**RECORDS PROVIDED:**
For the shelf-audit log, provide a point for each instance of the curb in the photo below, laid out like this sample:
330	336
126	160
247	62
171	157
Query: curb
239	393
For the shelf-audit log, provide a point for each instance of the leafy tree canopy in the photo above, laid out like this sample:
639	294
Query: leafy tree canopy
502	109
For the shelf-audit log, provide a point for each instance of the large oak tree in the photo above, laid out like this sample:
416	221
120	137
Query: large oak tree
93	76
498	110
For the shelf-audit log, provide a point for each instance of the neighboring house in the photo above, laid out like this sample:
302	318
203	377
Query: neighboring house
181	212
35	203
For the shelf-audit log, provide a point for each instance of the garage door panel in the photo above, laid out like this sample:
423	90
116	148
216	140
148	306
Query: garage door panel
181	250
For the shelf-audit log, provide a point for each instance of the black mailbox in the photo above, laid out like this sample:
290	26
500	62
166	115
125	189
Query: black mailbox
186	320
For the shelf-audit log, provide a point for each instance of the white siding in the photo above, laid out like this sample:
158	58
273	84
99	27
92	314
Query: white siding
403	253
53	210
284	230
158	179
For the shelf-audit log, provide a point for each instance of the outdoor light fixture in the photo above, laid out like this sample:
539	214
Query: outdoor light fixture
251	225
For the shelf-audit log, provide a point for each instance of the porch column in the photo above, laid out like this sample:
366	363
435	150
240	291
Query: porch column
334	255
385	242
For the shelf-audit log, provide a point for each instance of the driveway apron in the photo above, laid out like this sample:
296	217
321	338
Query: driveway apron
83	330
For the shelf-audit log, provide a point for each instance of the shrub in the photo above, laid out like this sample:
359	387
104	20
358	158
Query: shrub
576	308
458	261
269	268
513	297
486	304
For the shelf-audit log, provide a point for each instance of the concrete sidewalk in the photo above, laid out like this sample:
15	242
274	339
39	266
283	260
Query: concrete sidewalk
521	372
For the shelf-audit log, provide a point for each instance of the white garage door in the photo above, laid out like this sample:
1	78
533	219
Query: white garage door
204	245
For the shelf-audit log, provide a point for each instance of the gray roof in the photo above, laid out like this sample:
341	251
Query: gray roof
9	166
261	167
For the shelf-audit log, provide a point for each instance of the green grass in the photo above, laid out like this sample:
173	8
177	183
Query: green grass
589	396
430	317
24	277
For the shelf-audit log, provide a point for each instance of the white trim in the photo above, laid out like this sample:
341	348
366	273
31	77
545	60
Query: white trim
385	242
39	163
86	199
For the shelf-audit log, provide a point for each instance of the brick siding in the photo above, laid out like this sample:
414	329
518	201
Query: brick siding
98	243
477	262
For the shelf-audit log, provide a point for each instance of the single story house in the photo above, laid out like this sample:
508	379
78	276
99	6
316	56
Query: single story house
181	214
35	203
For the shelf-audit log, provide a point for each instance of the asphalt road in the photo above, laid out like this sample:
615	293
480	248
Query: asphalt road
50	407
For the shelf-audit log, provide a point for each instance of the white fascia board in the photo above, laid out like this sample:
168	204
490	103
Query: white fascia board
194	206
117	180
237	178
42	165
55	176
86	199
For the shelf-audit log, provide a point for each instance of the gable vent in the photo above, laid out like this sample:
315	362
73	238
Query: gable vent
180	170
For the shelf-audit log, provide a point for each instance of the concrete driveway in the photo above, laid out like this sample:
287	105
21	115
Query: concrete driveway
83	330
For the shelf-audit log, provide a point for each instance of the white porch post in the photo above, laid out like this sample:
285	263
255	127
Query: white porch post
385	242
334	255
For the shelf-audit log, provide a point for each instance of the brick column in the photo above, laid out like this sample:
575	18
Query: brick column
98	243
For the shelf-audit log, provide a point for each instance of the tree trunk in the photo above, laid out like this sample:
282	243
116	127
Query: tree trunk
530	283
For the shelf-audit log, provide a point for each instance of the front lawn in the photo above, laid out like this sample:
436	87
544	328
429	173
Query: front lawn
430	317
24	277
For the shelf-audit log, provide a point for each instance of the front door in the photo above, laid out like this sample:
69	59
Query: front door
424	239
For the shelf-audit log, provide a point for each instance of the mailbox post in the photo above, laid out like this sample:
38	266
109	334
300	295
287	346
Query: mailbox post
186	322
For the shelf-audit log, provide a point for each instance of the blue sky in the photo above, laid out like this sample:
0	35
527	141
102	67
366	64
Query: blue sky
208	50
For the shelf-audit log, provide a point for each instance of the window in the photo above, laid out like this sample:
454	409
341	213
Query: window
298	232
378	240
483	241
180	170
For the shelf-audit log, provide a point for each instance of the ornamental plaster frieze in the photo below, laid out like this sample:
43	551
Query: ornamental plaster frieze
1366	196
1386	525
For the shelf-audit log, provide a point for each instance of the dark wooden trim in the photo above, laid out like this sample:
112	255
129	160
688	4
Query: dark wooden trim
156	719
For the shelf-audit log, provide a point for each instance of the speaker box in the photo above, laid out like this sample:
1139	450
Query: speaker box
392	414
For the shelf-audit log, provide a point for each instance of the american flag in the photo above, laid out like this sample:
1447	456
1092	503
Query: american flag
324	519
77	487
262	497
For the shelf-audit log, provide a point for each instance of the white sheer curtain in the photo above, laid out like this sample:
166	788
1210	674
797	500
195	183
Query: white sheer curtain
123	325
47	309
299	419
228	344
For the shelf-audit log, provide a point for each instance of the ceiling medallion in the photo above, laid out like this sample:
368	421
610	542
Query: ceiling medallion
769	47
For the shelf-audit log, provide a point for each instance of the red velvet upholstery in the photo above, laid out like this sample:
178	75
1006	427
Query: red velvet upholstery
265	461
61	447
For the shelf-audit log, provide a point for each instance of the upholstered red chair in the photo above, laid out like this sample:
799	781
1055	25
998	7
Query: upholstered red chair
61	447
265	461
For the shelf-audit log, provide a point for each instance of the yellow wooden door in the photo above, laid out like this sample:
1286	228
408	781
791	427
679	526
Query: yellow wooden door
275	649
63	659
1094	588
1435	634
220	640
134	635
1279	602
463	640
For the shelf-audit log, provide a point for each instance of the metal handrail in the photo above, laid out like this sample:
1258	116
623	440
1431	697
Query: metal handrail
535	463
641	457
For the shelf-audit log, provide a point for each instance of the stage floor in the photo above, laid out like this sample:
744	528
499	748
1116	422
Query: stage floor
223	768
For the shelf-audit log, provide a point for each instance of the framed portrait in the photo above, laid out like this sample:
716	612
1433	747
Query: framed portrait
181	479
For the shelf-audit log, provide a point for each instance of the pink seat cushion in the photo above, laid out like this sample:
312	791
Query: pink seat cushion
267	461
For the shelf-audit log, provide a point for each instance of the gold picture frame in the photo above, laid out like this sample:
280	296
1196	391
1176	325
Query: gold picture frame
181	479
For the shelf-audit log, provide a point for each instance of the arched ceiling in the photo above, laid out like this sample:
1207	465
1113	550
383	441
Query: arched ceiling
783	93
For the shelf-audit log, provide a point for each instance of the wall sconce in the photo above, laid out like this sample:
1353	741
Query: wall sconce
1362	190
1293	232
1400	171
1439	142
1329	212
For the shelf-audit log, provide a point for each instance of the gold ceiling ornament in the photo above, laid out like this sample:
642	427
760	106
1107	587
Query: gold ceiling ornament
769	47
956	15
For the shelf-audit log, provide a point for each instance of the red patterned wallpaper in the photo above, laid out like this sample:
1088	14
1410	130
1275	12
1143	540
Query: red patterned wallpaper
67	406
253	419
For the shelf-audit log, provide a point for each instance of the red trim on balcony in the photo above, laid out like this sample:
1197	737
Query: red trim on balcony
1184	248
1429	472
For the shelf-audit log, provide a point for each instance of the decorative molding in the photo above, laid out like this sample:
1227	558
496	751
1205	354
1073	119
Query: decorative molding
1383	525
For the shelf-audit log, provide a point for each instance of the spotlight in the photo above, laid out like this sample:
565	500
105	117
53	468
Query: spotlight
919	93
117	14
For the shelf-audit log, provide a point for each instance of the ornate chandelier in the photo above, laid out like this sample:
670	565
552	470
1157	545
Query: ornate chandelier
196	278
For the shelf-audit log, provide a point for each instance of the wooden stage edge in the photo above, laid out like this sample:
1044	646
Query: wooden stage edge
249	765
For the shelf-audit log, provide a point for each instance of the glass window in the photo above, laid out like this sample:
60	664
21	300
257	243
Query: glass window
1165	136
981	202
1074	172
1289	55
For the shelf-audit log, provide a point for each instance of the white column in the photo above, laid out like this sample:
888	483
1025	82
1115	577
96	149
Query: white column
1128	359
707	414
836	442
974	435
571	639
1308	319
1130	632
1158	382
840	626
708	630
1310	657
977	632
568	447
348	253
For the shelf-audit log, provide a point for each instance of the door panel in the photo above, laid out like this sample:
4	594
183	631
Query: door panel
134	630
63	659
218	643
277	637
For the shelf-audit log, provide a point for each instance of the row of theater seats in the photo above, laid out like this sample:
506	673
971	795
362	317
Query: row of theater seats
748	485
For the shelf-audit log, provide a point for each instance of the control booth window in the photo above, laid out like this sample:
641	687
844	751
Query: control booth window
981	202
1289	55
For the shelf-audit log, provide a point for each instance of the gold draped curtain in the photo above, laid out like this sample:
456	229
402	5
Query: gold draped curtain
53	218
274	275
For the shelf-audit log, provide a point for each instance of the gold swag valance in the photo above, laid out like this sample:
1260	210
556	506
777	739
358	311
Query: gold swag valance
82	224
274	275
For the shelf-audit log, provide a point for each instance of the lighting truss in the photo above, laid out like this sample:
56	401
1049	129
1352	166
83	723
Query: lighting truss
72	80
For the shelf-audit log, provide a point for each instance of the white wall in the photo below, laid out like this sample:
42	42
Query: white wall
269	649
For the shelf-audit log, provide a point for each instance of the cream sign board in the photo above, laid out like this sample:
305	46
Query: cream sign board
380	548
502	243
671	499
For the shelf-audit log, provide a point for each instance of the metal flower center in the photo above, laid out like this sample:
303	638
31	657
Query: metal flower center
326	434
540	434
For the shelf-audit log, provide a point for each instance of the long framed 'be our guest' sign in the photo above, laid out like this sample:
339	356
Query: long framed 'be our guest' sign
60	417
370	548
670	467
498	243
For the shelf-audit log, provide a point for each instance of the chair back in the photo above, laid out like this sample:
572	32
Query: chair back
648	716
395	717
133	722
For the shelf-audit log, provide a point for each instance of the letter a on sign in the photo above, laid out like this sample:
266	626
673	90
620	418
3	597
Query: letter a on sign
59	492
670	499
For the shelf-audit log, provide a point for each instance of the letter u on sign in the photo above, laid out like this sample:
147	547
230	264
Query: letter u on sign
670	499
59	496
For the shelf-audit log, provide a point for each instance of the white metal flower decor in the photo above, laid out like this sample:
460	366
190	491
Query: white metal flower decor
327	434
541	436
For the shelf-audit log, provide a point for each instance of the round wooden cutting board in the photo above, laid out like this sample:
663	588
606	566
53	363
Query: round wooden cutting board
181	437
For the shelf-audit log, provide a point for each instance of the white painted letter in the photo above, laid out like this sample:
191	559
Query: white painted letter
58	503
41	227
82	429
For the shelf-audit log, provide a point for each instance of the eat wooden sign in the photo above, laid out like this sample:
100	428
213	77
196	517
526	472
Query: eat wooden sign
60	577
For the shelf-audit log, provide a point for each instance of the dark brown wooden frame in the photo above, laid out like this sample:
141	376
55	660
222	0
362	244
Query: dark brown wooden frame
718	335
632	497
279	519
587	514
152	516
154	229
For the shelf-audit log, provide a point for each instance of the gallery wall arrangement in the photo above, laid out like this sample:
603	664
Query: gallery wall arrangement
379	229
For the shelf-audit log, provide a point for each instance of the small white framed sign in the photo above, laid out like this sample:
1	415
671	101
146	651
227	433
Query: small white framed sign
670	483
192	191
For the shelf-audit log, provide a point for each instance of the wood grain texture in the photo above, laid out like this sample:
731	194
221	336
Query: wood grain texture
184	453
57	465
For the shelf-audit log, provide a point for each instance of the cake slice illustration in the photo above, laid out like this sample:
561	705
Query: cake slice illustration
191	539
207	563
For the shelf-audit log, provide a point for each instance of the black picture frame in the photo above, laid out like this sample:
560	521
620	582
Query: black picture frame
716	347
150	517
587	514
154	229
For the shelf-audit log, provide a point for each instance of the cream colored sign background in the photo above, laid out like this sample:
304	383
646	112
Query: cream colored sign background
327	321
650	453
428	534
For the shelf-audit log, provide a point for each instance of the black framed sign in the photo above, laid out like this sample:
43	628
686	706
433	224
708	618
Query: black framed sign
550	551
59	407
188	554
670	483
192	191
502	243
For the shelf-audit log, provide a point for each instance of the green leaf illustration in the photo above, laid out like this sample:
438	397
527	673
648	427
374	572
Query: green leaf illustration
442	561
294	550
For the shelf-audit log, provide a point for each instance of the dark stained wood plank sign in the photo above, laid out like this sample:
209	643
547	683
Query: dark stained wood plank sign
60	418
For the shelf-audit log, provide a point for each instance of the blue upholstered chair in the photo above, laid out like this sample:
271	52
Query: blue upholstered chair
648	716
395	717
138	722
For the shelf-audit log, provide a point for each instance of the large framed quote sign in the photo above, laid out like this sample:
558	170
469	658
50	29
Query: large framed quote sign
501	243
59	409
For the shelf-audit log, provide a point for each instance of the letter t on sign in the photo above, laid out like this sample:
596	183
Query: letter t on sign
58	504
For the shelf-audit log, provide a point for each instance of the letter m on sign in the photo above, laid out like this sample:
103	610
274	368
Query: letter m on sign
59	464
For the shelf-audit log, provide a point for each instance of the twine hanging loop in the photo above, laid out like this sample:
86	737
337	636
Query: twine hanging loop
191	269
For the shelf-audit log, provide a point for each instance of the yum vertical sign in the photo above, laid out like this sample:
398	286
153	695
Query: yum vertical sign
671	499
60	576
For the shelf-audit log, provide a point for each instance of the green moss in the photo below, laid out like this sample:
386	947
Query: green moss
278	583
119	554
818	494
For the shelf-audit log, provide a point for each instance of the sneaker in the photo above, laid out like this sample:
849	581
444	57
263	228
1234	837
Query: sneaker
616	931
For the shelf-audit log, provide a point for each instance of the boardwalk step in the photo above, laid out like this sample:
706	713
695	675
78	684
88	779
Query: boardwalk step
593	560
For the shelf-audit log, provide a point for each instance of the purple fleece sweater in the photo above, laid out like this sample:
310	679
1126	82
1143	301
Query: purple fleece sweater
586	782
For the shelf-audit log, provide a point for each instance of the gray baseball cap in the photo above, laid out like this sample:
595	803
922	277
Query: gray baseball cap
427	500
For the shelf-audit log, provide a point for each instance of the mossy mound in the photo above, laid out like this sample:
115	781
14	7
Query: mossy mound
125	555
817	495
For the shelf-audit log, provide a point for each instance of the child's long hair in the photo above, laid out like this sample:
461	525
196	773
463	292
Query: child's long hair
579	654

**WHAT IS NEEDED:**
Rewrite the stretch from the line containing "of the twine" through the end of the records, replacing "sample" with "template" and leaving everything else unchanged.

**SOLUTION TO THE EXERCISE:**
For the shelf-audit log, provide a point for each instance of the twine hanging loop in the photo above, laid out like this template:
86	737
337	636
Query: twine hanging loop
191	269
For the shelf-audit log, provide a point for each instance of the yum vertical sign in the photo above, laid out like this template:
398	286
153	695
Query: yum vertical sign
671	499
60	576
For the shelf-audit log, provide a point for each instance of the green moss in the photo below, laid out like this template:
386	947
Query: green moss
278	583
119	554
818	494
For the shelf-audit log, provide a point for each instance of the sneaker in the photo above, laid out like this template:
849	581
444	57
263	228
1234	837
Query: sneaker
616	931
For the shelf-audit log, provide a point for each instance of the boardwalk step in the photo above, laid out like this template:
706	713
695	675
78	684
88	779
Query: boardwalk step
593	560
For the shelf-audit log, provide a point for each instance of the purple fleece sweater in the photo above, laid out like this template:
310	679
1126	82
1143	301
Query: purple fleece sweater
586	782
For the shelf-audit log, provide a point for each instance of the gray baseball cap in the photo above, laid out like this template:
595	803
922	277
Query: gray baseball cap
427	500
For the shelf-audit log, provide a point for each instance of the mossy mound in the photo above, laid out like this template:
115	781
14	7
Query: mossy mound
125	555
817	495
For the shelf-audit log, provide a point for each instance of the child's long hair in the photo above, laid out like this template:
461	525
196	773
463	292
Query: child's long hair
579	654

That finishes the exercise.